--- begin Dataset ---

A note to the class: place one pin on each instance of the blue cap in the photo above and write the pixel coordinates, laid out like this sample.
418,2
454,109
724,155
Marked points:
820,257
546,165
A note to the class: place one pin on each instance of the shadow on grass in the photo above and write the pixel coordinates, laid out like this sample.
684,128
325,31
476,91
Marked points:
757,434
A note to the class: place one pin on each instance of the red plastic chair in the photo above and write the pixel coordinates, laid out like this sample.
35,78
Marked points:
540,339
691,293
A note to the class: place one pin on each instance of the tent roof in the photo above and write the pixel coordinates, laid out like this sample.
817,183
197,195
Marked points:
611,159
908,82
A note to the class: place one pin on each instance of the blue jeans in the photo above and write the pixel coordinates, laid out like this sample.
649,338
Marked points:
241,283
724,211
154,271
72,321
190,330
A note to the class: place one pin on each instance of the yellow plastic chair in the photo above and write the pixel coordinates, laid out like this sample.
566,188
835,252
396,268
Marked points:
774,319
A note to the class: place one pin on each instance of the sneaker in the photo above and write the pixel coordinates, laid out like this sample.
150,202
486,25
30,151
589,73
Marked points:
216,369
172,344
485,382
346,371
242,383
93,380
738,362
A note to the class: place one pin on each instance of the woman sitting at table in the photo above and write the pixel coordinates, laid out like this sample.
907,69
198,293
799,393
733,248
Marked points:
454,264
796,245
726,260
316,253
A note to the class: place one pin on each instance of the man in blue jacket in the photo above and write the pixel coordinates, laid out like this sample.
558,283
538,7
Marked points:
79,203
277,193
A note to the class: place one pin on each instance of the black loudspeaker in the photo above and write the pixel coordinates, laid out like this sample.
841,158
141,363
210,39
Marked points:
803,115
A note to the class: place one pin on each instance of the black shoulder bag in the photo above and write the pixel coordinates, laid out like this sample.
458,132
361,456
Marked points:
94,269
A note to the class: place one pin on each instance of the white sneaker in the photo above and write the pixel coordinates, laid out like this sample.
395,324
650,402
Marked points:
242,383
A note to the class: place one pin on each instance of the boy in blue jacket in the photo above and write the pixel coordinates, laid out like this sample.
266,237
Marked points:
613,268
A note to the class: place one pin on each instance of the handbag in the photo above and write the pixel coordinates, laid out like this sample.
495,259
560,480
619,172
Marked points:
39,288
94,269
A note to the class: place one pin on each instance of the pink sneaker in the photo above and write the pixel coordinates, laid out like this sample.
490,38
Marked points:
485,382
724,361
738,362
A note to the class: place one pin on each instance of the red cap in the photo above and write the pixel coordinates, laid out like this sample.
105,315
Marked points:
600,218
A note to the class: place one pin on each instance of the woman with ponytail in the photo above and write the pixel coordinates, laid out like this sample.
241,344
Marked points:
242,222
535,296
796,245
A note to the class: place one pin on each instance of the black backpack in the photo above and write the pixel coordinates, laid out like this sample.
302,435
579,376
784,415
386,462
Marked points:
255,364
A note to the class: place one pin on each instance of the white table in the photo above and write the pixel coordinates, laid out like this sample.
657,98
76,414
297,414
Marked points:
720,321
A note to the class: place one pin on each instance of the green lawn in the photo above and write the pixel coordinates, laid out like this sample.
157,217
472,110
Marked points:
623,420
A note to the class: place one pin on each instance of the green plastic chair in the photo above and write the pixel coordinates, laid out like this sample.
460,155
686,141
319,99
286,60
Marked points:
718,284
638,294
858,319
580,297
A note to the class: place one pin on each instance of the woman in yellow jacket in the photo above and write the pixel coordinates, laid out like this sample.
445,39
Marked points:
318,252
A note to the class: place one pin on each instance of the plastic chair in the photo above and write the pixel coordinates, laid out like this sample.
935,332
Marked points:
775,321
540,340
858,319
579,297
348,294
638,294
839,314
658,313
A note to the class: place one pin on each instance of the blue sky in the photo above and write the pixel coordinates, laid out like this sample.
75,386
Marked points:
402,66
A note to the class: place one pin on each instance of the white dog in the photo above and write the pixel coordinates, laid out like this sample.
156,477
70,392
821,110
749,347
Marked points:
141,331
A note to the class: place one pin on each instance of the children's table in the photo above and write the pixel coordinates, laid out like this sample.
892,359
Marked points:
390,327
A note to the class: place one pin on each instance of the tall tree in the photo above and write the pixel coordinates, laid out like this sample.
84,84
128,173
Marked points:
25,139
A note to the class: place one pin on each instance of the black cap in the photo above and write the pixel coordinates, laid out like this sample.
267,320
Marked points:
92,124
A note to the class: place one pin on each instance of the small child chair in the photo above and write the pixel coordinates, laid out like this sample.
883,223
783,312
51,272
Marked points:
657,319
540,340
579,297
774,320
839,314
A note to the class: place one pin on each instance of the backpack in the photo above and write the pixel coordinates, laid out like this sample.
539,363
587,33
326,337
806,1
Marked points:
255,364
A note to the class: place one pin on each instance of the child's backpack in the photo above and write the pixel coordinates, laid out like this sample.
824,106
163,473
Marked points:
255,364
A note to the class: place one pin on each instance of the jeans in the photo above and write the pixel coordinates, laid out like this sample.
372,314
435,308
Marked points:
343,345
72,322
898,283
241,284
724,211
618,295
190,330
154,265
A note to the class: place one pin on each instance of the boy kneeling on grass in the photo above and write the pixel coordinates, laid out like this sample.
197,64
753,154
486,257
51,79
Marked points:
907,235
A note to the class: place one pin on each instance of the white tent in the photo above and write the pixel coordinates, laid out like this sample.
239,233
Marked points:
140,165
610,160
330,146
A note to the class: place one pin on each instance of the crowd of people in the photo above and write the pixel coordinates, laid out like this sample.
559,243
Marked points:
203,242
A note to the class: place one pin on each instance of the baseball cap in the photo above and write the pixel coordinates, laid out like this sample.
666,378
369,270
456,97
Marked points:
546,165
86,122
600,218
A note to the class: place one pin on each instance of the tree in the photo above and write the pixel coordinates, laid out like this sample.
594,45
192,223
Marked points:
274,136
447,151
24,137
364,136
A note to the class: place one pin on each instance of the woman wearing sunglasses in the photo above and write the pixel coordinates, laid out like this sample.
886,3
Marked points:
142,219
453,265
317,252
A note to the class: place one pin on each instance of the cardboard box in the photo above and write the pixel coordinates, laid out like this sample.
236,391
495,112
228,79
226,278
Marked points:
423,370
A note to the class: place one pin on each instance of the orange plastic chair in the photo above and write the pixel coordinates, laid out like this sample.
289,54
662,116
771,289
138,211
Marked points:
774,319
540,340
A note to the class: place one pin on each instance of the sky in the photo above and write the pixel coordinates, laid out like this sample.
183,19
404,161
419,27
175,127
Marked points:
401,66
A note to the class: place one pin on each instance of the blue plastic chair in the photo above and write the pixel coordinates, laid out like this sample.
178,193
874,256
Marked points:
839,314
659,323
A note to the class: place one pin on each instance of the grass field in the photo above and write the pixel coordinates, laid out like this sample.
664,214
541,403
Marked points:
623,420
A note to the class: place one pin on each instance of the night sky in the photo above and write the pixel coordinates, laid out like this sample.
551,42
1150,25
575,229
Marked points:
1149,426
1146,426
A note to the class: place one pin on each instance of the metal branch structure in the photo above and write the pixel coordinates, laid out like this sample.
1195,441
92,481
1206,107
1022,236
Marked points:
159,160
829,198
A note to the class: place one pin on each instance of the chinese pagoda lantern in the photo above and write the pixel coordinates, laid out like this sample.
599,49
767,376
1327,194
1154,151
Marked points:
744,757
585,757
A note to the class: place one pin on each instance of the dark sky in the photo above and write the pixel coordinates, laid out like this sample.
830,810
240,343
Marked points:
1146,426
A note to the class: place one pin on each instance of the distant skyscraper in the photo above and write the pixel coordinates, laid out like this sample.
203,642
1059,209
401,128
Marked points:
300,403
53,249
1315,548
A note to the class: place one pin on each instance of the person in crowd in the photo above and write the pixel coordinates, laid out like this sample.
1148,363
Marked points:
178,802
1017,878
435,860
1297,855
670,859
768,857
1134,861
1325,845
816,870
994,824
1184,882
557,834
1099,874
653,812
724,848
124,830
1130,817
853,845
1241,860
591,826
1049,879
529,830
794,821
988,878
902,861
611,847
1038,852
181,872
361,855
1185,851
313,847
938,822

--- end Dataset ---

**Task requirements:** Give again only the lines starting at the one that contains "of the metal" and running to the end of the data.

**Full solution:**
A note to the class: place one pin on each instance of the metal branch structure in the photo above and write the pixel coordinates, laid out like this sample.
1195,441
92,481
1206,107
1022,236
Marked points:
159,160
829,198
A note to the class: place one pin on each instance of the chinese pagoda lantern in the photo above and write the pixel coordinates, laid out like this sample.
599,49
767,376
1327,194
1154,151
Marked points:
744,757
585,757
A note to the class: place one pin on each instance of the dark sky in the photo above and write the pixel coordinates, laid out like this sample.
830,810
240,343
Marked points:
1146,426
A note to the class: place one pin on each instance of the distant skyscraper in the photo above and write the pixel coordinates, laid out like this sample.
203,642
1059,209
401,128
Marked points:
300,403
53,249
1315,548
A note to the class: place one pin on each instance of the person in crowd in the photo above and write the pixel coordinates, laid out like this sample.
1148,363
Marked points:
178,802
1017,878
435,860
1297,855
670,859
768,857
1134,861
1325,845
816,870
994,824
1184,882
557,834
1099,874
653,812
724,848
124,830
1130,817
853,845
1241,860
591,826
1049,879
529,830
794,821
988,878
902,861
611,847
1038,852
181,872
361,855
1185,851
313,847
938,822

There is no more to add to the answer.